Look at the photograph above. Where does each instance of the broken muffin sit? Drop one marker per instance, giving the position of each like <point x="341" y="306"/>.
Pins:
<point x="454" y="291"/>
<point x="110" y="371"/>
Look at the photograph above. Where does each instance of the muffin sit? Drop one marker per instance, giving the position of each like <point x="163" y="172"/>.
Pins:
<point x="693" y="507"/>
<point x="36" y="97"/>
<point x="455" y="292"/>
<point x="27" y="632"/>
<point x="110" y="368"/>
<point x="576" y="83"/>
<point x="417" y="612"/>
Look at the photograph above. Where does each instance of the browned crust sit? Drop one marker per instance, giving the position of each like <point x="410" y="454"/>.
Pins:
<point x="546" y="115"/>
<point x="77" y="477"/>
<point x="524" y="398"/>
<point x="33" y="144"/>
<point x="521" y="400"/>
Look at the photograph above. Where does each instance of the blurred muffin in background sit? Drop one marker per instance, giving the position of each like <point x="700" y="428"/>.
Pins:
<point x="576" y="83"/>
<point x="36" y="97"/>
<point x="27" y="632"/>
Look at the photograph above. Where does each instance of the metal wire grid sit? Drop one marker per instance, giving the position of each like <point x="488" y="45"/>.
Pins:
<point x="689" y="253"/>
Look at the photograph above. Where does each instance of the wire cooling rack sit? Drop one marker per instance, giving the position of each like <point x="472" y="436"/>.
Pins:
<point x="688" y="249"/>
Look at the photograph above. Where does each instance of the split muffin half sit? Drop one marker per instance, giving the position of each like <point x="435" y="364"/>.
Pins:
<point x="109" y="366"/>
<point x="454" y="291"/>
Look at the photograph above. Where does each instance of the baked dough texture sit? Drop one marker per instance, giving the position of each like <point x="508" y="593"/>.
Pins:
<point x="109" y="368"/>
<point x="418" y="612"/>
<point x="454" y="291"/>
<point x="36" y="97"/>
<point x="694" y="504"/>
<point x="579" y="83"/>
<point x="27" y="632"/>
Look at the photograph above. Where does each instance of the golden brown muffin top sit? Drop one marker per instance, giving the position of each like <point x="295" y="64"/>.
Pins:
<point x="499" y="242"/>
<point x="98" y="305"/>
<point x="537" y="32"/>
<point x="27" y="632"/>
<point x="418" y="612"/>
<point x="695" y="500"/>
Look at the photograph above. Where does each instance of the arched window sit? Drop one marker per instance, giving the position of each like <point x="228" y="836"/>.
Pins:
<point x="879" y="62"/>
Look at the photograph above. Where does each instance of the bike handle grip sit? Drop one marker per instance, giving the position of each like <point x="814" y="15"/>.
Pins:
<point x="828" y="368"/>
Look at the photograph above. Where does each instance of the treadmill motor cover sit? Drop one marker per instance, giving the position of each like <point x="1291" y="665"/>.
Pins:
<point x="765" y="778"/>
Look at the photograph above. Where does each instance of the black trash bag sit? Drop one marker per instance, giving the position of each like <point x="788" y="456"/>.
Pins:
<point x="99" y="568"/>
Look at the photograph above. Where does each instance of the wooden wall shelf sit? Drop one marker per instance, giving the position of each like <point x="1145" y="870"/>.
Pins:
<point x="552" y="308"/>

### Exercise instructions:
Every entry above, from first to last, should be repeated exactly.

### Result of the exercise:
Look at the photograph above. Where does each instance of the broken muffin sit? Drop one marker per instance, giving the position of each like <point x="341" y="306"/>.
Pins:
<point x="454" y="291"/>
<point x="110" y="371"/>
Look at the photograph above. Where does each instance of the muffin sit? Drop one marker per instance, giving the position of each like <point x="163" y="172"/>.
Pins:
<point x="693" y="507"/>
<point x="36" y="97"/>
<point x="455" y="292"/>
<point x="27" y="632"/>
<point x="110" y="368"/>
<point x="576" y="83"/>
<point x="417" y="612"/>
Look at the photograph above. Where does each instance of the browned crust sit? Drop one marker per instance, giving the position of each like <point x="410" y="454"/>.
Pins:
<point x="546" y="115"/>
<point x="77" y="477"/>
<point x="524" y="398"/>
<point x="33" y="144"/>
<point x="521" y="400"/>
Look at the photograph above. Where does each instance of the blurred muffin in background sit? Drop one marker per instance, giving the position of each like <point x="700" y="428"/>.
Pins:
<point x="576" y="83"/>
<point x="36" y="97"/>
<point x="27" y="632"/>
Look at the photograph above. Where does each instance of the metal wire grid sit? Drop one marker per instance, giving the position of each like <point x="488" y="45"/>.
Pins:
<point x="689" y="253"/>
Look at the photograph above. Where does each instance of the wire cooling rack sit? Drop one marker per instance, giving the position of each like <point x="472" y="436"/>.
Pins:
<point x="688" y="249"/>
Look at the photograph above. Where does each instance of the split muffin half sit? Drop one marker per instance, giving the position of each like <point x="435" y="364"/>.
Pins:
<point x="109" y="366"/>
<point x="454" y="291"/>
Look at the photograph above. Where does each instance of the baked dough texture sit? Drop one marker per instance, giving the position of each like <point x="508" y="593"/>.
Pins:
<point x="109" y="368"/>
<point x="418" y="612"/>
<point x="454" y="291"/>
<point x="36" y="97"/>
<point x="694" y="504"/>
<point x="579" y="83"/>
<point x="27" y="632"/>
Look at the photograph above. Where does each instance of the golden brown muffin top sit? Drop one marker per instance, giving the position of each like <point x="295" y="64"/>.
Pins:
<point x="499" y="242"/>
<point x="98" y="305"/>
<point x="537" y="32"/>
<point x="27" y="632"/>
<point x="418" y="612"/>
<point x="695" y="500"/>
Look at the photograph above. Where does each instance of the arched window sit? Drop one marker per instance, giving the position of each like <point x="228" y="836"/>.
Pins:
<point x="879" y="62"/>
Look at the photograph above. Where does each instance of the bike handle grip sit? Drop one marker per instance, giving the position of each like <point x="814" y="15"/>.
Pins:
<point x="828" y="368"/>
Look at the photograph above. Where does each instance of the treadmill motor cover sit? Drop one marker per instance, giving the position of each like <point x="1291" y="665"/>.
Pins:
<point x="765" y="778"/>
Look at the photograph above. Where does each instance of the black trash bag sit? Drop one marker per instance, giving the position of each like <point x="788" y="456"/>.
Pins:
<point x="99" y="568"/>
Look at the photograph above. Where does each instance of the wooden wall shelf sit? Drop one marker per instance, giving the position of each like <point x="1145" y="870"/>.
Pins:
<point x="552" y="308"/>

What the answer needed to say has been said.